WRITTEN PROBLEM >> Omit every picture and return the rest of the data unaltered.

(Point-based annotation data)
--- start ---

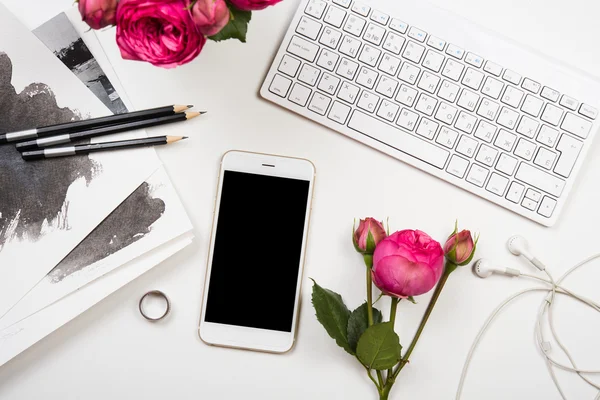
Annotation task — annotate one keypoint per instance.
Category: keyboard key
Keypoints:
(588, 111)
(379, 17)
(309, 74)
(508, 118)
(485, 131)
(486, 155)
(289, 65)
(466, 146)
(576, 125)
(512, 96)
(550, 94)
(465, 122)
(316, 8)
(319, 103)
(413, 52)
(348, 92)
(426, 104)
(457, 166)
(453, 70)
(551, 114)
(547, 136)
(409, 73)
(455, 51)
(387, 86)
(528, 127)
(497, 184)
(328, 59)
(299, 94)
(330, 38)
(393, 42)
(303, 48)
(515, 192)
(402, 141)
(540, 179)
(547, 207)
(531, 86)
(449, 91)
(492, 68)
(368, 101)
(335, 16)
(354, 25)
(427, 128)
(472, 79)
(388, 110)
(347, 69)
(525, 149)
(374, 34)
(569, 102)
(545, 158)
(339, 112)
(532, 105)
(369, 55)
(506, 164)
(367, 77)
(361, 8)
(512, 77)
(399, 26)
(407, 119)
(309, 28)
(569, 148)
(505, 140)
(474, 60)
(406, 95)
(280, 85)
(477, 175)
(447, 138)
(329, 83)
(417, 34)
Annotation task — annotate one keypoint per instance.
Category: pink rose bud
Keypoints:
(161, 32)
(366, 227)
(210, 16)
(460, 248)
(250, 5)
(98, 13)
(407, 263)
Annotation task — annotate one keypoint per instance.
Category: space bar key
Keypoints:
(398, 139)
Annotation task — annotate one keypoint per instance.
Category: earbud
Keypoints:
(519, 247)
(484, 269)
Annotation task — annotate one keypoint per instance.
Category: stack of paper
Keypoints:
(76, 229)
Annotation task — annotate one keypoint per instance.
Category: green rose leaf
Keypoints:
(359, 322)
(379, 347)
(333, 314)
(237, 26)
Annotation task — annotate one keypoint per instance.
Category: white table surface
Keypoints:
(110, 352)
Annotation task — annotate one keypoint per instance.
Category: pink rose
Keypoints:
(210, 16)
(250, 5)
(160, 32)
(460, 247)
(366, 226)
(98, 13)
(407, 263)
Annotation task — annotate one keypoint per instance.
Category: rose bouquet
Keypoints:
(168, 33)
(402, 265)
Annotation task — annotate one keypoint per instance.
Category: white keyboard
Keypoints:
(443, 95)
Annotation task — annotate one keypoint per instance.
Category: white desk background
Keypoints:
(110, 352)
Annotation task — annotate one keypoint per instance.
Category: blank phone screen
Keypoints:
(257, 252)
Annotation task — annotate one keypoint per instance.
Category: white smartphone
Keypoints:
(254, 272)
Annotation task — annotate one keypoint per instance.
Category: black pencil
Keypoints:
(104, 130)
(87, 124)
(91, 148)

--- end ---

RESULT OF THE TASK >>
Annotation task — annotate one keypoint per instance.
Category: keyboard key
Keypoints:
(588, 111)
(379, 17)
(309, 74)
(508, 118)
(485, 131)
(486, 155)
(289, 65)
(466, 146)
(576, 125)
(512, 96)
(550, 94)
(465, 122)
(316, 8)
(319, 103)
(413, 52)
(348, 92)
(426, 104)
(457, 166)
(453, 70)
(551, 114)
(547, 136)
(409, 73)
(455, 51)
(387, 86)
(528, 127)
(497, 184)
(328, 59)
(299, 94)
(330, 38)
(393, 42)
(303, 48)
(515, 192)
(402, 141)
(540, 179)
(547, 207)
(531, 86)
(449, 91)
(492, 68)
(368, 101)
(335, 16)
(354, 25)
(427, 128)
(472, 79)
(388, 110)
(347, 69)
(525, 149)
(374, 34)
(569, 102)
(545, 158)
(339, 112)
(532, 105)
(369, 55)
(506, 164)
(367, 77)
(361, 8)
(512, 77)
(399, 26)
(407, 119)
(309, 28)
(569, 148)
(505, 140)
(474, 60)
(406, 95)
(280, 85)
(477, 175)
(447, 138)
(329, 83)
(417, 34)
Annotation task — annotate one keypoint per instance.
Category: pink rose bud
Keypoints:
(161, 32)
(366, 227)
(210, 16)
(460, 248)
(250, 5)
(98, 13)
(407, 263)
Annotation task — annotate one keypoint per instance.
Category: space bar key
Keypoints:
(398, 139)
Annotation task — annotate one keypoint per instance.
Category: earbud
Keypoints:
(519, 247)
(484, 269)
Annotation task — annotate one keypoint per instance.
Category: stack of paper
Keypoints:
(76, 229)
Annotation task — annotate one keypoint per instance.
Category: green rose leaf
Keypoints:
(359, 322)
(379, 347)
(333, 314)
(237, 26)
Annotation task — annotate one keypoint per instance.
Category: white table surface
Keypoints:
(110, 352)
Annotation task — annotate one keypoint per instance.
Category: pink rose
Keypoints:
(210, 16)
(250, 5)
(160, 32)
(460, 247)
(366, 226)
(98, 13)
(407, 263)
Annotation task — annotate one keypoint per instance.
Category: rose bouquet
Keypoints:
(168, 33)
(402, 265)
Annotation task — annotate one keypoint per instance.
Category: white keyboard
Keypoints:
(443, 95)
Annotation task — annotate one keypoint per instance.
Category: white desk background
Keypoints:
(110, 352)
Annotation task — annotate one keypoint per instance.
Category: blank phone screen
Keypoints:
(257, 252)
Annotation task — annotate one keypoint per instance.
Category: white smartphone
Keypoints:
(254, 272)
Annotation task — annotate one keypoint per instance.
Category: black pencil
Keypoints:
(104, 130)
(87, 124)
(91, 148)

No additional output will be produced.